(TRY IT):
Scan the entries below, and for each line that includes the word "rippled", make a copy.

##### RECORDS TO PROCESS #####

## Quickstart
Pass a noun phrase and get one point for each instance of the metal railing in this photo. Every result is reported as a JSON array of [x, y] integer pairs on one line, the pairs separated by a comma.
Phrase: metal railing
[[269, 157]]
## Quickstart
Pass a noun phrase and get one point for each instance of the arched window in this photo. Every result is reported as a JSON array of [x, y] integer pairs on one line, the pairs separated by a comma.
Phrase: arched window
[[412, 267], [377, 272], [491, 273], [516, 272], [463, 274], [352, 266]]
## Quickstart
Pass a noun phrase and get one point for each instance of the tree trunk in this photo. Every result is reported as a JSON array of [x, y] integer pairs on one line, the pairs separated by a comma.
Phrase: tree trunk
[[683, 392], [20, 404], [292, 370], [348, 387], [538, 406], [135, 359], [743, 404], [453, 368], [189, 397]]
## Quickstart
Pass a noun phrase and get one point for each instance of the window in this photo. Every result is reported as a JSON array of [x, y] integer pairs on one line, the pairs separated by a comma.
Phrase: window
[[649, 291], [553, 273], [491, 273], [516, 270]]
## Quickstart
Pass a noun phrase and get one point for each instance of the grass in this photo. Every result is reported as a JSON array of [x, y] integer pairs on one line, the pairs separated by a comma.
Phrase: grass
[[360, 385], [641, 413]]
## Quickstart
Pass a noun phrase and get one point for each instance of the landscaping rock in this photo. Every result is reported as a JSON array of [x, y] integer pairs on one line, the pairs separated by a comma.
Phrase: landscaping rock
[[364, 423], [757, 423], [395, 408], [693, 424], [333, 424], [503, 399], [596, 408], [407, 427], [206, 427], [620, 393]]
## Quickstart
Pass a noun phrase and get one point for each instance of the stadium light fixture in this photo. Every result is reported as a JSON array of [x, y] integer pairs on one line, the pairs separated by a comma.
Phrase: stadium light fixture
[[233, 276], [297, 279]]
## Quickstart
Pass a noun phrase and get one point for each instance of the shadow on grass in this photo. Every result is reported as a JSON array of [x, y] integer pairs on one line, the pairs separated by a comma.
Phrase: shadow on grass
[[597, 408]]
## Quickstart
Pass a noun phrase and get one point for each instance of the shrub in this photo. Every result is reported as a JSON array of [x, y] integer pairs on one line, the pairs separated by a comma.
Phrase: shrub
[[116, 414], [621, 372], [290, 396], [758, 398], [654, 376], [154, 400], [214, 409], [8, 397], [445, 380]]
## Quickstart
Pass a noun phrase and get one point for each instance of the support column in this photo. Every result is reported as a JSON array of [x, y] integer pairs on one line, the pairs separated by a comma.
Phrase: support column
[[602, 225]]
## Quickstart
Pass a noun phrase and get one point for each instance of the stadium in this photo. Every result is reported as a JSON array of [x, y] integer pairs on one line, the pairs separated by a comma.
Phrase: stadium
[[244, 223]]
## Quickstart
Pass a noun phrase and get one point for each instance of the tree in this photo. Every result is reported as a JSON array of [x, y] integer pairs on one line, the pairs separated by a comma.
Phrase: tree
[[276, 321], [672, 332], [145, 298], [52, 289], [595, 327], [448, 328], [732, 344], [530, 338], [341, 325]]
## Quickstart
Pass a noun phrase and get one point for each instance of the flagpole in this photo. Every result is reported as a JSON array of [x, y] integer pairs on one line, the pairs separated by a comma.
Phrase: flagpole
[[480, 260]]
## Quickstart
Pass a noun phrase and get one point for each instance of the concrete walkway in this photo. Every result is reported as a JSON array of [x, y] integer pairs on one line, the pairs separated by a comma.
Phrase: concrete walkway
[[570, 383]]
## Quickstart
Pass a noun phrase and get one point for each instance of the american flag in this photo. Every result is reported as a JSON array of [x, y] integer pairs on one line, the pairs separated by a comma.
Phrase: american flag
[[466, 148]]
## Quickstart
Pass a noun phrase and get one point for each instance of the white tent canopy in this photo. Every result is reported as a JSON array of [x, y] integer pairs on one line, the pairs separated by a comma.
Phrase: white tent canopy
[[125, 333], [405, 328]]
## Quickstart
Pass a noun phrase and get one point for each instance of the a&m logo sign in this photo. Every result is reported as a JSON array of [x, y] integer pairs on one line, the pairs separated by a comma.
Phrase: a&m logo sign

#####
##### RECORDS TO PROCESS #####

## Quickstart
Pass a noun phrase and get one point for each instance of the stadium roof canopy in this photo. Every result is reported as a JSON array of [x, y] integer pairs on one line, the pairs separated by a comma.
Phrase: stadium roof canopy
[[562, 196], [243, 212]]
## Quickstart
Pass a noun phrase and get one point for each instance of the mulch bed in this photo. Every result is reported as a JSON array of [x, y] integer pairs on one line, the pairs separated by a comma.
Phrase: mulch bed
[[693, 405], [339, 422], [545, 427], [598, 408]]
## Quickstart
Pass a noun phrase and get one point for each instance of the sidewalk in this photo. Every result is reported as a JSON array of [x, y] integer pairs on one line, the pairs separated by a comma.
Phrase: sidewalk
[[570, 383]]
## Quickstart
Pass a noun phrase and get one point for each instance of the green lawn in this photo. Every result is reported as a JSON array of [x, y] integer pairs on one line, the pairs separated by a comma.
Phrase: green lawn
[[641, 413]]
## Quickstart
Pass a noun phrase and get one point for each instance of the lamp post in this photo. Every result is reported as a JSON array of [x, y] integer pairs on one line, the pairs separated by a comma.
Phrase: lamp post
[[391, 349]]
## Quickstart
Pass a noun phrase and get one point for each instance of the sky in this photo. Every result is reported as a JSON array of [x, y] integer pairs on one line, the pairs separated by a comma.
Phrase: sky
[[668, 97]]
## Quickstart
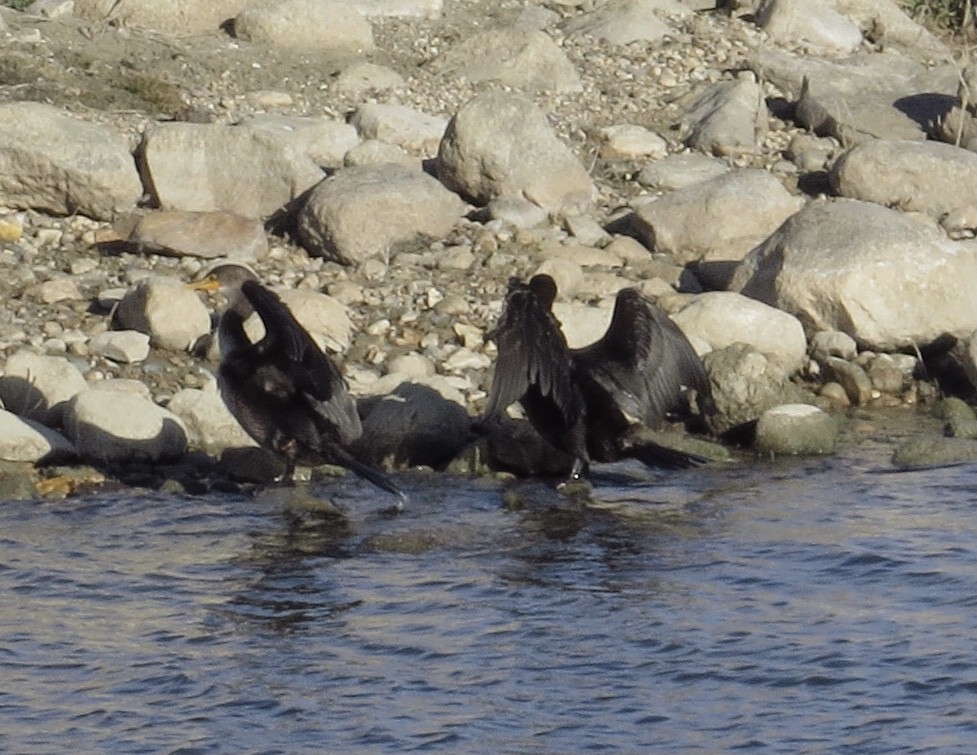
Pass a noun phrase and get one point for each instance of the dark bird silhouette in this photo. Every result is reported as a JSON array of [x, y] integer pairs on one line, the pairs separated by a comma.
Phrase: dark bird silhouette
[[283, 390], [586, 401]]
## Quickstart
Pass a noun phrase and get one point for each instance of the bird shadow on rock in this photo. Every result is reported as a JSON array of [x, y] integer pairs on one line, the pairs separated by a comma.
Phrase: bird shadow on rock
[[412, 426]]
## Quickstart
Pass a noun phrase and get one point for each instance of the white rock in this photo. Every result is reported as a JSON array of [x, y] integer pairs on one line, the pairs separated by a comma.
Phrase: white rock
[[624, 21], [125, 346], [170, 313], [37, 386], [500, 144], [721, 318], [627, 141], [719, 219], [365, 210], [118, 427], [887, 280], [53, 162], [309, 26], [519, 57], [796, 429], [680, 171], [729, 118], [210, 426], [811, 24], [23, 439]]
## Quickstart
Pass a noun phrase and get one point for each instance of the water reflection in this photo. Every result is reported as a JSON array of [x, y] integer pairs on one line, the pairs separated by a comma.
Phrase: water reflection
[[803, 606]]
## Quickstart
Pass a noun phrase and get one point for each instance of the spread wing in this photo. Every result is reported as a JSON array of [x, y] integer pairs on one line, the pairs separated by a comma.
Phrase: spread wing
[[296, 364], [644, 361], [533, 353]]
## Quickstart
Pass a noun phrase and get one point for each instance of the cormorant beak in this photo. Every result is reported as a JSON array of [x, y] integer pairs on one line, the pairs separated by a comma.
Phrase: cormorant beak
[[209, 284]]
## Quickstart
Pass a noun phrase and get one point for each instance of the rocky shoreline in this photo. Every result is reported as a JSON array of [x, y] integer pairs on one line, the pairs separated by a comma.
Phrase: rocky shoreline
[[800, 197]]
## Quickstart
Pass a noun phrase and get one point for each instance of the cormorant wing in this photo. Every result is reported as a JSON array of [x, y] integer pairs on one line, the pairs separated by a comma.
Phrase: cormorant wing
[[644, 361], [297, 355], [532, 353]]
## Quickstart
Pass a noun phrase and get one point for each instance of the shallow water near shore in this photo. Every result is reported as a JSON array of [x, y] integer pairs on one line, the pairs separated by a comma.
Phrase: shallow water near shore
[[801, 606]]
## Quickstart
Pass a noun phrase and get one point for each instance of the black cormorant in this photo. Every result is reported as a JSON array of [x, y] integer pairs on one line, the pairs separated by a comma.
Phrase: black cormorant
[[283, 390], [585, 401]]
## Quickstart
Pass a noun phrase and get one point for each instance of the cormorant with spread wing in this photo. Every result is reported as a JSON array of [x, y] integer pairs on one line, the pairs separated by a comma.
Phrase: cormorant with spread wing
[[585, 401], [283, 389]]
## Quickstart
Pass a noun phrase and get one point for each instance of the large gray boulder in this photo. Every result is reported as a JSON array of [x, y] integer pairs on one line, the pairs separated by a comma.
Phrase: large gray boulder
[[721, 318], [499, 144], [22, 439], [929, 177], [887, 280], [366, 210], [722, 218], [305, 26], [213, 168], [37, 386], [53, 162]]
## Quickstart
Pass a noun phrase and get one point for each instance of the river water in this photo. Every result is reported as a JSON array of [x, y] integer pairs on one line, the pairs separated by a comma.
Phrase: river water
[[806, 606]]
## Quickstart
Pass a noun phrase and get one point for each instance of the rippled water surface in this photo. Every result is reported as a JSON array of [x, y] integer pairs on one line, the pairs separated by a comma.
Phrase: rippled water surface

#####

(TASK RESULT):
Pass a noun phrase and get one point for each instance of the rippled water surface in this photo. Every result is reported as a JSON array of [x, y] integer pairs on one line, the pairs separated by a comma.
Phrase: rippled water surface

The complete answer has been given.